Tasks →
- 1) According to the pull request thread, why does the SmoothQuant change add the get_abs_max_reducer_cls() and get_shape_reducer_cls() methods to the OpenVINO backend? Answer in one to three sentences.
- 2) In the pull request thread, which model reproduces the problem of not knowing ndim beforehand?
- 3) From the pull request thread, reproduce verbatim the passage starting at "daniil-lyakhov · 2025-10-16T14:47:17Z" and ending at "of the TensorReducerBase?".

Passage given →
+++++
[ONNX][SmoothQuant] Introduce new axes and axes_mode parameters #3687

andrey-churkin · 2025-10-13T07:07:39Z

Changes

This PR introduces a new axes and axes_mode parameters for TensorReducerBase. These parameters have the following meaning:
- axes: The axes along which the reduction operation should be applied. If None, the operation will be applied to all axes (i.e., tuple(range(tensor.ndim))).
- axes_mode: Determines how the specified axes are treated during the operation. Use AxesMode.REDUCTION to reduce over the given axes, or AxesMode.KEEP to preserve them.
These parameters are used to calculate the reduction axes (determine_reduction_axes() method) during statistic collection, allowing us to avoid requiring the actual tensor shape (actually only number of dimensions ndim is required) before inference.
Modifies the SmoothQuant algorithm to use the axes and axes_mode parameters for the ONNX backend instead of relying on the tensor shape from the NNCF graph, as this shape isn't always available.

Related tickets

Ref: 173880, Ref: 174334

Tests

Build post_training_quantization # 735 (# 739)
tests/onnx/test_nncf_graph_builder.py::test_unknown_shape

andrey-churkin · 2025-10-15T06:27:38Z

src/nncf/quantization/algorithms/smooth_quant/openvino_backend.py

+
+    @staticmethod
+    def get_abs_max_reducer_cls() -> type[OVAbsMaxReducer]:
+        return OVAbsMaxReducer
+
+    @staticmethod
+    def get_shape_reducer_cls() -> type[OVShapeReducer]:
+        return OVShapeReducer


We add the get_abs_max_reducer_cls() and get_shape_reducer_cls() methods here because the OpenVINO backend uses the OVAbsMaxReducer and OVShapeReducer classes instead of AbsMaxReducer and ShapeReducer to enable in-place statistic collection.

nikita-savelyevv

Should we perhaps add a test with an ONNX model for which ndim is not known beforehand to have an example of why keep_dims approach is introduced?

src/nncf/quantization/algorithms/smooth_quant/algorithm.py

andrey-churkin · 2025-10-16T07:12:42Z

Should we perhaps add a test with an ONNX model for which ndim is not known beforehand to have an example of why keep_dims approach is introduced?

Thank you for the suggestion. I’ll consider how to implement it.

UPD: This problem is reproduced on timm/visformer_small model from the ptq scope.

UPD: tests/onnx/test_nncf_graph_builder.py::test_unknown_shape test was added

daniil-lyakhov · 2025-10-16T14:47:17Z

src/nncf/experimental/common/tensor_statistics/collectors.py

-    def __init__(self, reduction_axes: Optional[ReductionAxes] = None, inplace: bool = False):
+    def __init__(
+        self,
+        reduction_axes: Optional[ReductionAxes] = None,


Should we forward this parameter in the children of the TensorReducerBase?

daniil-lyakhov · 2025-10-16T14:47:54Z

src/nncf/experimental/common/tensor_statistics/collectors.py

+    def __init__(
+        self,
+        reduction_axes: Optional[ReductionAxes] = None,
+        keep_axes: Optional[tuple[int, ...]] = None,


Suggested change

keep_axes: Optional[tuple[int, ...]] = None,

keep_axes: Optional[Axes] = None,

Perhaps we could rename ReductionAxes and reuse them there?
+++++
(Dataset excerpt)
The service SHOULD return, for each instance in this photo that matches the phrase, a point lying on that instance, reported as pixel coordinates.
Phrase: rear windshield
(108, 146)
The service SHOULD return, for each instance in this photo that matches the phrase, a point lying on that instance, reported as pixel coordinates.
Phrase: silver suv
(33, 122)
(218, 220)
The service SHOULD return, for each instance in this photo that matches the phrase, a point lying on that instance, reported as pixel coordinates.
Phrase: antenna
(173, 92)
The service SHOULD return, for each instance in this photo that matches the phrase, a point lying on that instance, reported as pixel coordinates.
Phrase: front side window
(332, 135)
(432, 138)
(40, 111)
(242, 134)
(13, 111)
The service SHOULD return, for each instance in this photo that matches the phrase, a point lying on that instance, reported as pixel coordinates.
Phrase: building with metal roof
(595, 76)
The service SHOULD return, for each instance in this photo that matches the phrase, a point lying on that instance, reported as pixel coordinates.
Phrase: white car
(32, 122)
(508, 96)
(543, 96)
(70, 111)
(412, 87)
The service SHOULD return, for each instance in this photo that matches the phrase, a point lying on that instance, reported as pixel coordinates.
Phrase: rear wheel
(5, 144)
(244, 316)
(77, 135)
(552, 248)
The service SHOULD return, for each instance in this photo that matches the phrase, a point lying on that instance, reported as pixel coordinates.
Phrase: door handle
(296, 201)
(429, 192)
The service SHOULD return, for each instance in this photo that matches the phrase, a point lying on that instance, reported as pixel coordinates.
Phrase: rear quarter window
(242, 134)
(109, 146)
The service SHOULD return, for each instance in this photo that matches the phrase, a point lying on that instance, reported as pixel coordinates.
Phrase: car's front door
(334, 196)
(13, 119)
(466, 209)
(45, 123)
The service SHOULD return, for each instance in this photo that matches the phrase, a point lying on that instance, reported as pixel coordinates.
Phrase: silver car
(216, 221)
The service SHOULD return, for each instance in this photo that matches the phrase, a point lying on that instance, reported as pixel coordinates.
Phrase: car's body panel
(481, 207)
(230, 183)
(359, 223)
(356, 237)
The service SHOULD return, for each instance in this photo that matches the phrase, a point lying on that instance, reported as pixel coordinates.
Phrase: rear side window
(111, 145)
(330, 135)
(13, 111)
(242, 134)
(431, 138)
+++++
Written answers →
- 1) The OpenVINO backend uses the OVAbsMaxReducer and OVShapeReducer classes instead of AbsMaxReducer and ShapeReducer. These methods return those backend-specific classes, which enables in-place statistic collection.

- 2) The timm/visformer_small model from the ptq scope.

- 3)
daniil-lyakhov · 2025-10-16T14:47:17Z

src/nncf/experimental/common/tensor_statistics/collectors.py

-    def __init__(self, reduction_axes: Optional[ReductionAxes] = None, inplace: bool = False):
+    def __init__(
+        self,
+        reduction_axes: Optional[ReductionAxes] = None,


Should we forward this parameter in the children of the TensorReducerBase?